(Natural-language object grounding data)
'''
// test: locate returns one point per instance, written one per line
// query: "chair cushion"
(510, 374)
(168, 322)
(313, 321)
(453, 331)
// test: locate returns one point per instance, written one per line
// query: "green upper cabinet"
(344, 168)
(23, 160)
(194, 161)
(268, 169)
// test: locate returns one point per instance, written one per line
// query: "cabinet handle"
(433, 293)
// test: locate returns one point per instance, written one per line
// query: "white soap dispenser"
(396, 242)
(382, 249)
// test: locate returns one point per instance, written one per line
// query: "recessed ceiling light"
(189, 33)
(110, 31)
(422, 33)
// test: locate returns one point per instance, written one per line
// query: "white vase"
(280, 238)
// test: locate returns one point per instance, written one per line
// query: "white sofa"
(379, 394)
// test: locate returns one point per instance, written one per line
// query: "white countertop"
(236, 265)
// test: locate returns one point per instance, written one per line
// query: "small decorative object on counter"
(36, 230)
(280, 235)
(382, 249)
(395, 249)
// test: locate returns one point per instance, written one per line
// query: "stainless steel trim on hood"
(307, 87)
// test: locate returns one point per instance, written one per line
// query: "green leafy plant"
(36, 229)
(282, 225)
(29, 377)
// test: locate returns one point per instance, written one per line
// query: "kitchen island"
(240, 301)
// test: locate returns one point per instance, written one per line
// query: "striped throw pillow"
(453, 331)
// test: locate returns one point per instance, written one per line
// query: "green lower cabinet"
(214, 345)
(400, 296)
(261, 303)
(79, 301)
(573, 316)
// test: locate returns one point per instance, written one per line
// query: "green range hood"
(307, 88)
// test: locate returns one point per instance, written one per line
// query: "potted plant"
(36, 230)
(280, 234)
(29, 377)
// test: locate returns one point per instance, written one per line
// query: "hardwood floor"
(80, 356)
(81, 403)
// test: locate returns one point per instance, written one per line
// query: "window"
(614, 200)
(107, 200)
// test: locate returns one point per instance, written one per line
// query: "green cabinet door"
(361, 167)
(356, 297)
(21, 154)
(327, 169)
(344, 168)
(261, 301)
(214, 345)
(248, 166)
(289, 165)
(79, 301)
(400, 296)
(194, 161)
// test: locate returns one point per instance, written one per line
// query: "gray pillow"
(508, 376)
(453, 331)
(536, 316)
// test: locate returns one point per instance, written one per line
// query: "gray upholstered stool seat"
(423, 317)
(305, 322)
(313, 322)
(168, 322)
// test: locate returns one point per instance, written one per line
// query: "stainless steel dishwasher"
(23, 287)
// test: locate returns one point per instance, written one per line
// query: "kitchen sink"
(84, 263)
'''
Output the records exactly, including every line.

RESULT OF THE TASK
// test: locate returns one point per instance, written one per line
// query: "chair cushion"
(510, 374)
(168, 322)
(313, 321)
(453, 331)
// test: locate returns one point per instance, written one per line
// query: "green upper cabinet"
(344, 168)
(23, 160)
(194, 161)
(268, 169)
// test: locate returns one point per instance, written one per line
// query: "cabinet handle"
(433, 293)
// test: locate returns one point per instance, written one per line
// query: "white soap dispenser"
(396, 242)
(382, 249)
// test: locate returns one point per instance, written one per line
// query: "recessed ceiling light"
(189, 33)
(110, 31)
(422, 33)
// test: locate returns one point per instance, written one per line
// query: "white vase"
(280, 238)
// test: locate returns one point per instance, written one per line
// query: "white sofa"
(379, 394)
// test: locate returns one point per instance, written one per line
// query: "white countertop"
(236, 265)
// test: locate returns one point per instance, written one per line
// query: "small decorative object on counter"
(36, 230)
(280, 235)
(382, 249)
(395, 249)
// test: locate returns one point per instance, written one per line
// query: "stainless steel trim on hood"
(307, 87)
// test: locate returns one point per instance, written one per line
// query: "green leafy plant"
(36, 229)
(282, 225)
(29, 377)
// test: locate returns one point per instance, written one per line
// query: "kitchen island"
(240, 301)
// test: locate returns one point per instance, written one per line
// query: "striped throw pillow"
(453, 331)
// test: locate returns one point per instance, written one per line
// query: "green lower cabinet"
(214, 345)
(400, 296)
(261, 303)
(79, 301)
(573, 316)
// test: locate returns one point per instance, written one per line
// query: "green range hood"
(307, 88)
// test: locate returns one point per instance, written one per line
// query: "potted plant"
(36, 230)
(280, 234)
(29, 377)
// test: locate returns one point per instance, written one per line
// query: "hardwood floor"
(80, 356)
(81, 403)
// test: locate returns one point per instance, written one per line
// query: "window"
(614, 200)
(107, 200)
// test: locate returns one point per instance, written one per line
// query: "green cabinet door"
(361, 167)
(356, 297)
(21, 154)
(327, 169)
(344, 168)
(261, 301)
(214, 345)
(248, 166)
(289, 165)
(79, 301)
(400, 296)
(194, 161)
// test: locate returns one point per instance, written one per line
// query: "gray pillow"
(508, 376)
(453, 331)
(536, 316)
// test: locate returns one point per instance, written one per line
// query: "gray upholstered stool seat"
(423, 317)
(305, 322)
(313, 322)
(168, 322)
// test: locate returns one point per instance, written one per line
// query: "stainless steel dishwasher"
(23, 287)
// test: locate returns one point per instance, written one per line
// query: "kitchen sink"
(84, 263)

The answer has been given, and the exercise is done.